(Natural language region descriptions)

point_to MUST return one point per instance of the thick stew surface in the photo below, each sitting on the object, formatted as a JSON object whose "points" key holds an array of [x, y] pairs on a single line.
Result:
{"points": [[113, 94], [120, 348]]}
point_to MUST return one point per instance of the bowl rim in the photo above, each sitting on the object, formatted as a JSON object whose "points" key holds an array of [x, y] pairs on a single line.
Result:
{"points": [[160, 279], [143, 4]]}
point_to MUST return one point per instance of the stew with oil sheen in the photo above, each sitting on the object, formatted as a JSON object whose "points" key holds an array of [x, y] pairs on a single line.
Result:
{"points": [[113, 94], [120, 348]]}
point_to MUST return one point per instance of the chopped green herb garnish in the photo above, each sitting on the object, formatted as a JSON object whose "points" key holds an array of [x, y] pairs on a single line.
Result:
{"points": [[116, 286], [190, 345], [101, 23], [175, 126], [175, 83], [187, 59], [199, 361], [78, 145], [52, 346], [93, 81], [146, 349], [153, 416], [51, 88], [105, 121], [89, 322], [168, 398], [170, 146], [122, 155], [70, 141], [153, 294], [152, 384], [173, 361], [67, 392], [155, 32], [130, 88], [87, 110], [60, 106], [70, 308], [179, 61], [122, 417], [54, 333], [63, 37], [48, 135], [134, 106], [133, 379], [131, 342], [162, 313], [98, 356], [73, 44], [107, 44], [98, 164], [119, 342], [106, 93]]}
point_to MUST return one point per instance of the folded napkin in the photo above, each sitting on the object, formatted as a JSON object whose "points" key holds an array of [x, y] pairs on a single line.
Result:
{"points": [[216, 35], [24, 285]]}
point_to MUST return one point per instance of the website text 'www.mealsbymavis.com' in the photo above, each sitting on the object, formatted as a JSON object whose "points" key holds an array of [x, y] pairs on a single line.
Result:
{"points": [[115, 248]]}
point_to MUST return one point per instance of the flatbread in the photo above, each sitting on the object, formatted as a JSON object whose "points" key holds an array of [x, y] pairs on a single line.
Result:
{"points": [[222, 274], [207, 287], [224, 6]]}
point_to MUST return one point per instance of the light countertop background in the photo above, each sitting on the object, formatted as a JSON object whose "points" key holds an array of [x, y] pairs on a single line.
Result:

How to complete this task - The required answer is the line with "point_to MUST return one point per instance of the light" plus every line after it to the end of the entries above, transcribed exactly.

Solution to this exercise -
point_to MUST return one point per instance of the light countertop background in the photo above, each sitting on the object, formatted as a JSON object whose "points" key holds an array of [x, y] pairs on a single line.
Result:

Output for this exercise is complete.